SEITE -
Vereint gegen Kulturdiebe

Unesco, FBI und Interpol wollen versuchen, möglichst viele der geraubten Kulturgüter aus der „Wiege der Zivilisation“ wieder zu beschaffen. Bush-Berater tritt wegen kultureller Tragödie zurück

BERLIN dpa/afp/ap ■ Die Weltkulturorganisation Unesco sowie Ermittler von FBI und Interpol wollen den Verkauf gestohlener irakischer Kunst aus geplünderten Museen verhindern. Unesco-Generaldirektor Koïchiro Matsuura forderte den UN-Sicherheitsrat auf, eine Resolution zum Schutz der Kulturgüter zu verabschieden, und forderte eine „Polizei für das Kulturerbe“. Derweil schickten die USA FBI-Beamte in den Irak; Interpol will sobald wie möglich Spezialisten entsenden.

Für den 5. und 6. Mai hat Interpol eine Konferenz am Sitz der internationalen Polizeiorganisation in Lyon einberufen. Auf dieser soll ein schnelles und effektives Vorgehen beschlossen werden. Einige der gestohlenen Kunstobjekte sind nach Unesco-Angaben in Paris aufgetaucht.

Ein Kultur-Spitzenberater von US-Präsident George Bush reichte indes unter Protest seinen Rücktritt ein. Martin Sullivan, Chef des Ausschusses für Kulturschätze, erhob schwere Vorwürfe gegen die US-Regierung: Die „Tragödie“ der Zerstörung irakischer Kunstschätze sei „wegen der Untätigkeit unseres Landes“ nicht verhindert worden.

Nachdem US-Soldaten Plünderungen großen Ausmaßes geduldet hatten, soll der FBI-Einsatz nun internationale Kritiker beschwichtigen. Die Unesco und andere Institutionen hatten nach eigenen Angaben der US-Regierung bereits im Januar detaillierte Listen mit 4.000 archäologischen Fundstätten übergeben. Auf einer Übersicht der bedeutendsten 150 Stätten stand das Irak-Museum demnach an oberster Stelle. Zu dessen Schutz hätten ein Panzer und wenige Soldaten ausgereicht, meint der Wissenschaftler Clemens Reichel von der Universität Chicago.

BEREITGESTELLTE ANGABEN -

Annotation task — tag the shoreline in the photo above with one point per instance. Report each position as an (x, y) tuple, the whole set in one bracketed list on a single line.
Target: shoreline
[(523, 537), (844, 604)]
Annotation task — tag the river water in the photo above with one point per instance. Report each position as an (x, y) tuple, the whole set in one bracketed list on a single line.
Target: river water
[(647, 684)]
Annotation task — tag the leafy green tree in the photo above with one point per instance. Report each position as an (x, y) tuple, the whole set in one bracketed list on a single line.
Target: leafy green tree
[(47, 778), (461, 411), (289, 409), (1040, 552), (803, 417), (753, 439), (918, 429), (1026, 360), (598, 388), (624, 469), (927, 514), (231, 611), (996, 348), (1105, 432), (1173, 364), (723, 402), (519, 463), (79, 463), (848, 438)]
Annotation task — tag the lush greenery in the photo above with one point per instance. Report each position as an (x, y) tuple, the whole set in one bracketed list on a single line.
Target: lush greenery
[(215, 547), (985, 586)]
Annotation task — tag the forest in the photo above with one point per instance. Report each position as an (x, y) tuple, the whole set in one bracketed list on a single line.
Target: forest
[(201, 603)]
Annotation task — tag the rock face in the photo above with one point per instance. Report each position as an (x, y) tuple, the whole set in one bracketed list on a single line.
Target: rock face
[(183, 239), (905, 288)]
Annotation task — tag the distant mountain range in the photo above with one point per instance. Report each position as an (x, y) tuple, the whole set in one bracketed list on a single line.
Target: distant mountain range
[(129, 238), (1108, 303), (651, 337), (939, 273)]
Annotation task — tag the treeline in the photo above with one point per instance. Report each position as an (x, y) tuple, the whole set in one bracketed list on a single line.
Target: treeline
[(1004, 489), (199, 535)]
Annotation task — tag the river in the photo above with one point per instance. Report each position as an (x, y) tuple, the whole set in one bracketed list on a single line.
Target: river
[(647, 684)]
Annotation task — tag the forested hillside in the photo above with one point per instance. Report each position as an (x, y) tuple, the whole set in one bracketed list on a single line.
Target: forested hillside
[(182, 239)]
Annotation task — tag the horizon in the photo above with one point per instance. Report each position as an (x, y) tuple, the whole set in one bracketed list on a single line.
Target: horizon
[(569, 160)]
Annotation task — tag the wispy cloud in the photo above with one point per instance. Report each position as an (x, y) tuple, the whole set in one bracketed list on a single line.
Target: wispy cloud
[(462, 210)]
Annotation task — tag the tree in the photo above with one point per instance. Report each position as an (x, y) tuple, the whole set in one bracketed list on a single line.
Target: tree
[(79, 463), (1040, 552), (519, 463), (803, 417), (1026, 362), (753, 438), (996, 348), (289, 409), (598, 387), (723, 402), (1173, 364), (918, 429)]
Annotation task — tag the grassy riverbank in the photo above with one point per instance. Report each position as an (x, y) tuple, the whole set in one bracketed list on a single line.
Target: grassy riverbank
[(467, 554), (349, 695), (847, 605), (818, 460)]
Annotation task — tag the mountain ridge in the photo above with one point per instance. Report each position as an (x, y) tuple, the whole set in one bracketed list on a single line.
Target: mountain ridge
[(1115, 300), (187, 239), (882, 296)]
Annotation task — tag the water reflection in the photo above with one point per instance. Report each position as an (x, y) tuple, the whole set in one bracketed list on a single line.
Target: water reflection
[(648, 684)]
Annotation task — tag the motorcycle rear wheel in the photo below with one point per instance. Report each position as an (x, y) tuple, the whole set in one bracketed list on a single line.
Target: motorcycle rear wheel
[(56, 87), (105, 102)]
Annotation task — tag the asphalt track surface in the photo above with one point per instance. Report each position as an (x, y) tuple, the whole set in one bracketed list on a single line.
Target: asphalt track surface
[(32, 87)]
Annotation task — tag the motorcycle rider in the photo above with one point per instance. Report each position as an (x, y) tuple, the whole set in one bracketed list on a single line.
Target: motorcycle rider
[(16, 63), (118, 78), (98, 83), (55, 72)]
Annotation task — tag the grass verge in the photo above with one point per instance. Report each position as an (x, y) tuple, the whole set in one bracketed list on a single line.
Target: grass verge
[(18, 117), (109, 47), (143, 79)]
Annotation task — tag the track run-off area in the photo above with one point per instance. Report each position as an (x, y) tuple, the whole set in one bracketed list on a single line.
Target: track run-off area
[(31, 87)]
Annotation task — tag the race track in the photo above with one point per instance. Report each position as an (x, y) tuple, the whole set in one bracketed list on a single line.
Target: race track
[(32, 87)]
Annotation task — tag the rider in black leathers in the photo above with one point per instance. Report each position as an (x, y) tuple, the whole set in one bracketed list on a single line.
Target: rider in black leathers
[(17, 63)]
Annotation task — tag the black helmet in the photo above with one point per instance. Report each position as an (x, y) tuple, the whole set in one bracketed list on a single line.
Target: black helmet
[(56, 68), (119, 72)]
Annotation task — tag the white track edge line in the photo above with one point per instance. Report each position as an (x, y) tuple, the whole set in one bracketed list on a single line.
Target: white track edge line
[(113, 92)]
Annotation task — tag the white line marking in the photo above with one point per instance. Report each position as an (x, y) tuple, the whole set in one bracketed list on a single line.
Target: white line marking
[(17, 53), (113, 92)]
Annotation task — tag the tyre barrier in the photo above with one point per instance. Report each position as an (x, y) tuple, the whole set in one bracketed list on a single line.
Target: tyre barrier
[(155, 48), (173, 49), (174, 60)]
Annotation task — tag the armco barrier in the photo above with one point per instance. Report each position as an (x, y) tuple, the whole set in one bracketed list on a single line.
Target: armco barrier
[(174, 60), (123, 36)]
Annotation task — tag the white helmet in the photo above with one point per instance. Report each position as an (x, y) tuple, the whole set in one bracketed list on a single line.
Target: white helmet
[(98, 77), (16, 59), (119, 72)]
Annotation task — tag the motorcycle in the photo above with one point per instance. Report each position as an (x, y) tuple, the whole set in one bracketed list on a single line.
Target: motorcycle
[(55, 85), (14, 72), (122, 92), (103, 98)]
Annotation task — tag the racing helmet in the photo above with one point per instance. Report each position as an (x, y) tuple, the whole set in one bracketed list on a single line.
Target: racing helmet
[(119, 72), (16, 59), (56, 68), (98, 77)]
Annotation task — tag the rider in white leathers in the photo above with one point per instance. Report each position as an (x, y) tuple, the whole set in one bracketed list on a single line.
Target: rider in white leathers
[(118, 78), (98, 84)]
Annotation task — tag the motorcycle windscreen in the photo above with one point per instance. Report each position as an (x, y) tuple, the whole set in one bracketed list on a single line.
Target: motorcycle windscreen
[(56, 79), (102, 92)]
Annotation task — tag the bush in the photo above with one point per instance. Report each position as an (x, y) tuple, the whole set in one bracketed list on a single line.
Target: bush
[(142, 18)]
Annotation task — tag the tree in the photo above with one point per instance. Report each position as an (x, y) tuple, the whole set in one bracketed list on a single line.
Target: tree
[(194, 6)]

ZIEL -
Führe den Artikel über die geplünderten irakischen Kulturgüter im gleichen Ton weiter, beginnend nach seinem letzten Satz.

LÖSUNG -
Die Unesco fordert nun ein internationales Importverbot für irakische Kulturgüter. Nach dem Willen von Unesco-Chef Matsuura soll der Weltsicherheitsrat ein „zeitlich begrenztes“ Ankaufs- und Importverbot erwirken. Schutzmaßnahmen für die Kulturgüter des Irak sind offenbar dringend: Nach dem Golfkrieg von 1991 sollen tausende von Kunstwerken aus dem Land geschmuggelt worden sein, berichtete jüngst die Frankfurter Allgemeine Zeitung. Kurz darauf seien die Kulturgüter auf dem internationalen Kunstmarkt angeboten worden, bis Mitte der 90er-Jahre.

Verloren ging bereits möglicherweise eine Sammlung von etwa 80.000 sumerischen Tontafeln mit Bilderschrift, glaubt McGuire Gibson von der Uni Chicago. Auch die 4.000 Jahre alte silberne „Harfe von Ur“ sei verschwunden sowie eine wertvolle sumerische Vase aus Uruk und Bronze-Statuetten aus der akkadischen Epoche, meinte zudem ein irakischer Experte.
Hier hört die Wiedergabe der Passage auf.